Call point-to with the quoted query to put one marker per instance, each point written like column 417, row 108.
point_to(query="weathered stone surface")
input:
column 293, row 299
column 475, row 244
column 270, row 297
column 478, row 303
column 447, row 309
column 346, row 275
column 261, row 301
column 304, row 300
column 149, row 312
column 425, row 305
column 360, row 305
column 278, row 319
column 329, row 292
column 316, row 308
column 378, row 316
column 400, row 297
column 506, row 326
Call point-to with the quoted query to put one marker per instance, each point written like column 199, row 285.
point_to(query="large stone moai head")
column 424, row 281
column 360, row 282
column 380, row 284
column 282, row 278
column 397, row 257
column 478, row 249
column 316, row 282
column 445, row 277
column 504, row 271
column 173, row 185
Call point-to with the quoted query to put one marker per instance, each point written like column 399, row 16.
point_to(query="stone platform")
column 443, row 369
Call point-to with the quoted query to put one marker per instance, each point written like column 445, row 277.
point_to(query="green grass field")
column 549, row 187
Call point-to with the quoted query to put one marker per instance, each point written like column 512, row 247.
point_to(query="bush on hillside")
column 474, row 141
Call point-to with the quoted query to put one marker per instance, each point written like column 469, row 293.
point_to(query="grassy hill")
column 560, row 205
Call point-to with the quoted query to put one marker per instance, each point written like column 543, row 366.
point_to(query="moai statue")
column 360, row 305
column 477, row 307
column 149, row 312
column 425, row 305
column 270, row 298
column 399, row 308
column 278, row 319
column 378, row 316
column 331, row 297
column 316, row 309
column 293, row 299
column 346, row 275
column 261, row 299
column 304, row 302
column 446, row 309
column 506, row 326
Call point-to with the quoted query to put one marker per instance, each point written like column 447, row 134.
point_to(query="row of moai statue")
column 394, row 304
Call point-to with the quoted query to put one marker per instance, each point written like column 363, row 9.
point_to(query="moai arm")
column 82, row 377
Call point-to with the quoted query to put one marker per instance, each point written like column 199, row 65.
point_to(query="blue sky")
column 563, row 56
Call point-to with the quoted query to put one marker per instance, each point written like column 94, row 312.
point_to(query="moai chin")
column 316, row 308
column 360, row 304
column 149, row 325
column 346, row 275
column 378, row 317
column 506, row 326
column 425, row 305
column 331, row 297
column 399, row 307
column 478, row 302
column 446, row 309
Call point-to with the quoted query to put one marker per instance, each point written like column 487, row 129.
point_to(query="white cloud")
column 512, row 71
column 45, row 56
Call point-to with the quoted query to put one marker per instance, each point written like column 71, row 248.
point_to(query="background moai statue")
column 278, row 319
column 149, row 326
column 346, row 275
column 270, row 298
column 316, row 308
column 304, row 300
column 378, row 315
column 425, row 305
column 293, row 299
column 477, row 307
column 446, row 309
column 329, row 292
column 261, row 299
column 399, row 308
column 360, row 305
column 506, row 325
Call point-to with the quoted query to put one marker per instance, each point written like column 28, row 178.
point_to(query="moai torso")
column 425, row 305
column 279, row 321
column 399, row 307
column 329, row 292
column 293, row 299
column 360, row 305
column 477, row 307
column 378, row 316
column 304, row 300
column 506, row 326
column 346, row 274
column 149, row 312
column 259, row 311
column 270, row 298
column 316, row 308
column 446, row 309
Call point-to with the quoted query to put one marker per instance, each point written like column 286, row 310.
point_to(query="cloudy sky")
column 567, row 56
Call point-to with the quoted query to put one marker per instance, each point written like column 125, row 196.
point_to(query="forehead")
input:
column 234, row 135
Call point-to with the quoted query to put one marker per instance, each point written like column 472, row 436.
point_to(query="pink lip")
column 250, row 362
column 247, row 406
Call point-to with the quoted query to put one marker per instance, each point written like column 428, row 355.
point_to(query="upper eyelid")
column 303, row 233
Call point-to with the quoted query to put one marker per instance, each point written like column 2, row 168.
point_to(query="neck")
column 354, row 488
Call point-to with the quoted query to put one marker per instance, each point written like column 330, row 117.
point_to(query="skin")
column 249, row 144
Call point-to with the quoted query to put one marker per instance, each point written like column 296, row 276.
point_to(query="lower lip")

* [AIM OF THE EXERCISE]
Each record above should be returned exactly as written.

* [RESPONSE TO THIS EXERCISE]
Call point-to with the quoted query to put one marker per instance, each point written like column 417, row 108.
point_to(query="weathered stone surface")
input:
column 293, row 299
column 475, row 244
column 270, row 297
column 478, row 303
column 447, row 309
column 346, row 275
column 261, row 301
column 304, row 300
column 149, row 312
column 425, row 305
column 360, row 305
column 278, row 319
column 329, row 292
column 316, row 308
column 378, row 316
column 400, row 297
column 506, row 326
Call point-to with the quoted query to put one marker per instance, each point written like column 199, row 285.
point_to(query="large stone moai head")
column 424, row 281
column 360, row 282
column 380, row 284
column 282, row 278
column 397, row 257
column 478, row 249
column 316, row 282
column 445, row 277
column 504, row 271
column 173, row 185
Call point-to with the quoted query to put one marker per instance, each point written like column 399, row 16.
point_to(query="stone platform")
column 443, row 369
Call point-to with the quoted query to put one marker per instance, each point written like column 445, row 277.
point_to(query="green grass field")
column 549, row 187
Call point-to with the quoted query to put one marker per instance, each point written like column 512, row 247.
point_to(query="bush on hillside")
column 474, row 141
Call point-to with the quoted query to put one marker per instance, each point written like column 469, row 293.
point_to(query="grassy hill")
column 560, row 205
Call point-to with the quoted query to put one marker per instance, each point written like column 543, row 366.
point_to(query="moai statue")
column 360, row 305
column 477, row 307
column 149, row 312
column 425, row 305
column 270, row 298
column 399, row 308
column 278, row 319
column 378, row 316
column 331, row 297
column 316, row 309
column 293, row 299
column 346, row 275
column 261, row 299
column 304, row 302
column 446, row 309
column 506, row 326
Call point-to with the quoted query to put one marker per instance, each point written like column 447, row 134.
point_to(query="row of moai statue")
column 394, row 304
Call point-to with the quoted query to put one marker per instance, each point written like column 363, row 9.
point_to(query="moai arm")
column 82, row 377
Call point-to with the quoted query to put one marker per instance, each point written like column 199, row 65.
point_to(query="blue sky")
column 563, row 56
Call point-to with the quoted query to put one marker per instance, each point written like column 94, row 312.
point_to(query="moai chin")
column 316, row 308
column 360, row 304
column 149, row 325
column 346, row 275
column 378, row 317
column 506, row 326
column 425, row 305
column 331, row 297
column 399, row 307
column 478, row 302
column 446, row 309
Call point-to with the quoted query to put one marker per instance, each point written like column 487, row 129.
point_to(query="white cloud")
column 512, row 71
column 45, row 56
Call point-to with the quoted query to put one marker per instance, each point written like column 71, row 248.
point_to(query="background moai statue")
column 278, row 319
column 149, row 326
column 346, row 275
column 270, row 298
column 316, row 308
column 304, row 300
column 378, row 315
column 425, row 305
column 293, row 299
column 477, row 307
column 446, row 309
column 329, row 292
column 261, row 299
column 399, row 308
column 360, row 305
column 506, row 325
Call point-to with the quoted query to put one marker per instance, each point written like column 28, row 178.
point_to(query="moai torso")
column 425, row 305
column 279, row 321
column 399, row 307
column 329, row 292
column 293, row 299
column 360, row 305
column 477, row 307
column 378, row 316
column 304, row 300
column 506, row 326
column 346, row 274
column 149, row 312
column 259, row 311
column 270, row 298
column 316, row 308
column 446, row 309
Call point-to with the quoted query to put one marker per instance, each point written like column 286, row 310.
point_to(query="cloudy sky")
column 567, row 56
Call point-to with the quoted query to put one marker per instance, each point written like column 125, row 196.
point_to(query="forehead")
input:
column 234, row 135
Call point-to with the quoted query to put one marker per instance, each point written like column 472, row 436.
point_to(query="pink lip")
column 250, row 362
column 247, row 406
Call point-to with the quoted query to put one marker per instance, each point written like column 428, row 355.
point_to(query="upper eyelid")
column 303, row 233
Call point-to with the quoted query to put one marker per instance, each point written like column 2, row 168.
point_to(query="neck")
column 354, row 488
Call point-to with the quoted query to put one marker per instance, each point written like column 330, row 117.
point_to(query="skin")
column 249, row 144
Call point-to with the quoted query to put one marker per instance, each point written like column 296, row 276.
point_to(query="lower lip")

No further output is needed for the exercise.